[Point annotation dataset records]
........
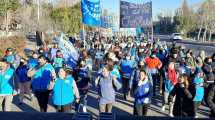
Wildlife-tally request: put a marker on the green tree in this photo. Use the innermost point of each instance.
(6, 8)
(68, 19)
(183, 19)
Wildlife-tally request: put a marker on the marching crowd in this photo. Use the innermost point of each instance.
(141, 69)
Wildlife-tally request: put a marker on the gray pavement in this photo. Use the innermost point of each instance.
(121, 107)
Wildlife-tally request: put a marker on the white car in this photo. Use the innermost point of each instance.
(176, 36)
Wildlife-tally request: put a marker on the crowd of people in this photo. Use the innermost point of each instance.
(137, 68)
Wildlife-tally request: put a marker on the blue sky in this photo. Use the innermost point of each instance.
(159, 6)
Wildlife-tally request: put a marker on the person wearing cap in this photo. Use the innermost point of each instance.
(211, 100)
(126, 68)
(142, 94)
(107, 85)
(24, 82)
(58, 61)
(33, 61)
(190, 62)
(183, 103)
(153, 64)
(9, 57)
(170, 80)
(43, 77)
(6, 85)
(53, 51)
(65, 91)
(199, 90)
(82, 77)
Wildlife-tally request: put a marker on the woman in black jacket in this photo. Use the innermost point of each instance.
(211, 100)
(183, 105)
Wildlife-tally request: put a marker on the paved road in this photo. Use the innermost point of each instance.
(121, 107)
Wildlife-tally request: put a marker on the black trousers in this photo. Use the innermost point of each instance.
(196, 106)
(43, 99)
(141, 109)
(155, 80)
(125, 86)
(64, 108)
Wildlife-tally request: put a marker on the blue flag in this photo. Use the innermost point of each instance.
(91, 12)
(70, 54)
(134, 15)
........
What is expected: Please render every line of the records above as a Markdown table with a "Row" column for the row number and a "Line" column for the line, skipping blank lines and leaving out the pictures.

Result below:
| Row | Line |
|---|---|
| 1 | Wildlife-tally request: put a marker on the green tree in this photo. Use the innermost point of each instance. |
| 2 | (6, 8) |
| 3 | (68, 19) |
| 4 | (183, 19) |
| 5 | Wildlife-tally request: put a marker on the marching crowd in this photo. Use the innermost point of each instance. |
| 6 | (141, 69) |
| 7 | Wildlife-tally request: put a marker on the gray pavement in this photo. Use the innermost point of each instance. |
| 8 | (121, 107) |
| 9 | Wildlife-tally request: put a marker on the white car in this photo. Use the innermost point of each instance. |
| 10 | (176, 36) |
| 11 | Wildlife-tally request: put a marker on the crowd of people in this photo. Use the innermost point of each instance. |
| 12 | (137, 68) |
| 13 | Wildlife-tally request: put a marker on the blue sky in this photo. Use the innermost point of each instance. |
| 14 | (159, 6) |
| 15 | Wildlife-tally request: put a marker on the person wearing cap in this photo. Use the innermost point of each instance. |
| 16 | (211, 100) |
| 17 | (126, 68) |
| 18 | (142, 94) |
| 19 | (107, 85) |
| 20 | (24, 82) |
| 21 | (58, 61) |
| 22 | (33, 61) |
| 23 | (190, 62) |
| 24 | (183, 103) |
| 25 | (153, 64) |
| 26 | (9, 57) |
| 27 | (170, 80) |
| 28 | (43, 77) |
| 29 | (6, 85) |
| 30 | (53, 51) |
| 31 | (65, 91) |
| 32 | (199, 90) |
| 33 | (82, 77) |
| 34 | Wildlife-tally request: put a marker on the woman in black jacket in this photo. Use the innermost point of each instance. |
| 35 | (211, 100) |
| 36 | (183, 105) |
| 37 | Wildlife-tally request: put a marker on the paved road in this photo. Use the innermost point of each instance. |
| 38 | (121, 107) |
| 39 | Wildlife-tally request: put a marker on the black trousers in this photo. Use the innermost point of each instance. |
| 40 | (196, 106) |
| 41 | (43, 99) |
| 42 | (141, 109) |
| 43 | (155, 80) |
| 44 | (125, 86) |
| 45 | (64, 108) |
| 46 | Wildlife-tally request: put a marker on the blue flag in this photo. Use the innermost point of each instance. |
| 47 | (91, 12) |
| 48 | (70, 54) |
| 49 | (134, 15) |